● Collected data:
══════

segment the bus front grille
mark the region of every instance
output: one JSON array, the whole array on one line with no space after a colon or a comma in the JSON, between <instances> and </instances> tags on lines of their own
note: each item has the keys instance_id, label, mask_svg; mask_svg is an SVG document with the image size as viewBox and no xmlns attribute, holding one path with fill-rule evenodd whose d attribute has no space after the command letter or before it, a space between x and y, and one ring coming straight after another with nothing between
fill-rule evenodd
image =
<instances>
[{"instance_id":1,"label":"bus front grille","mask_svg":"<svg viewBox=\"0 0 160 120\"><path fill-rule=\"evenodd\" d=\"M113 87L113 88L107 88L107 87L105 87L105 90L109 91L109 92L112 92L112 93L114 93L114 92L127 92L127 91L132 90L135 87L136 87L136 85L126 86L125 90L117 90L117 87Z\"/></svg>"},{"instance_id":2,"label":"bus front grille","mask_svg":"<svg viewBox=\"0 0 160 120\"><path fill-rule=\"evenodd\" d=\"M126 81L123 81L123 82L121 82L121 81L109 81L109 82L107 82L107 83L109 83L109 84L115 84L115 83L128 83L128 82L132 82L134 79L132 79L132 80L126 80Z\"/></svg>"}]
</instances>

══════

● TO DO:
Would you please transcribe all of the entries above exactly?

● RESULT BELOW:
segment the bus front grille
mark the region of every instance
output: one JSON array, the whole array on one line with no space after a colon or a comma in the JSON, between <instances> and </instances> tags on lines of their own
note: each item has the keys instance_id, label, mask_svg; mask_svg is an SVG document with the image size as viewBox and no xmlns attribute, holding one path with fill-rule evenodd whose d attribute has no space after the command letter or before it, a space between x and y, and one ring coming straight after another with nothing between
fill-rule evenodd
image =
<instances>
[{"instance_id":1,"label":"bus front grille","mask_svg":"<svg viewBox=\"0 0 160 120\"><path fill-rule=\"evenodd\" d=\"M113 87L113 88L107 88L107 87L105 87L105 90L109 91L109 92L112 92L112 93L114 93L114 92L127 92L127 91L132 90L135 87L136 87L136 85L126 86L125 90L117 90L117 87Z\"/></svg>"},{"instance_id":2,"label":"bus front grille","mask_svg":"<svg viewBox=\"0 0 160 120\"><path fill-rule=\"evenodd\" d=\"M126 81L123 81L123 82L121 82L121 81L109 81L109 82L107 82L107 83L109 83L109 84L115 84L115 83L128 83L128 82L132 82L134 79L132 79L132 80L126 80Z\"/></svg>"}]
</instances>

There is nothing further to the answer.